**Task goal**:
Copy down, word for word, the lines of the entries below from the line containing "the cup handle" through the line containing "Target: cup handle", inclusive.
═══
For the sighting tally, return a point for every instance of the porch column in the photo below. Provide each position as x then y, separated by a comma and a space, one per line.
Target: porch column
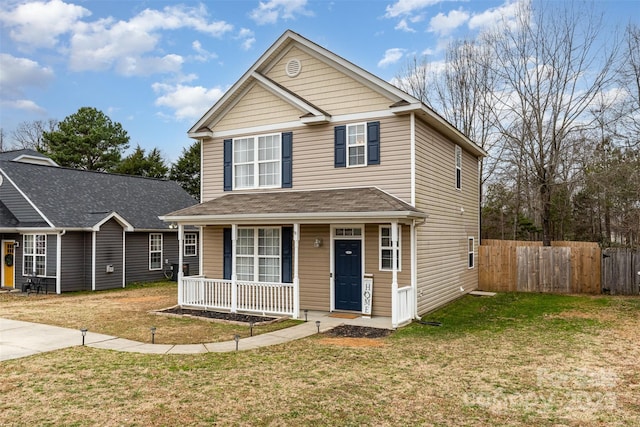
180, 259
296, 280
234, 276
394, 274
═══
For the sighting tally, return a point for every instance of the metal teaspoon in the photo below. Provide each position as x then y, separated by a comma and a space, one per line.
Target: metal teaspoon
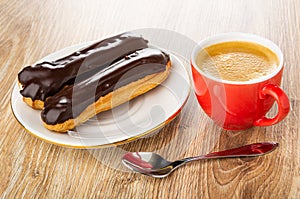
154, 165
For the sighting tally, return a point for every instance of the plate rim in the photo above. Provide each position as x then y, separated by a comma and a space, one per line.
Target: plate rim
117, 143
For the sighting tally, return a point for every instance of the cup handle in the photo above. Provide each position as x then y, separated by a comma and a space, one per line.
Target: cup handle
═══
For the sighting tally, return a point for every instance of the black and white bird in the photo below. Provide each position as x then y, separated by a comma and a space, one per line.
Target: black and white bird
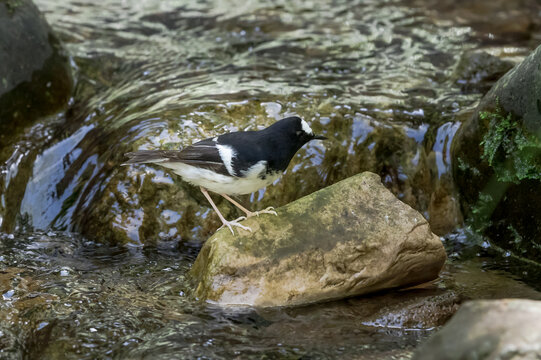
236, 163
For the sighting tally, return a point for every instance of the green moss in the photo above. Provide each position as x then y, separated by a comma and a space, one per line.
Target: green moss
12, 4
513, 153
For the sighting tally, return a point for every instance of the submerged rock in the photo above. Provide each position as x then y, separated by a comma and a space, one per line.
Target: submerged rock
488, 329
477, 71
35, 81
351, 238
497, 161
═══
**Output**:
For the sighting tally, return a point for every instance of the cup handle in the photo above. Provide each position as x then y, separated by a comma and a space, one per line.
Target: cup handle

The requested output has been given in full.